WHAT YOU HAVE TO DO: Which lines below contain the word "tree" with matching capitalization? Report each of those lines in full.

LISTED ENTRIES:
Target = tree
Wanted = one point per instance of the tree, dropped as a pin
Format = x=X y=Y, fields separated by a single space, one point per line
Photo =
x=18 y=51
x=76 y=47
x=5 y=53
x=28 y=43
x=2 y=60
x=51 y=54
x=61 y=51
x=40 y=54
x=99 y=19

OUTPUT BELOW:
Target = tree
Wanted = one point per instance of the tree, dropped as a pin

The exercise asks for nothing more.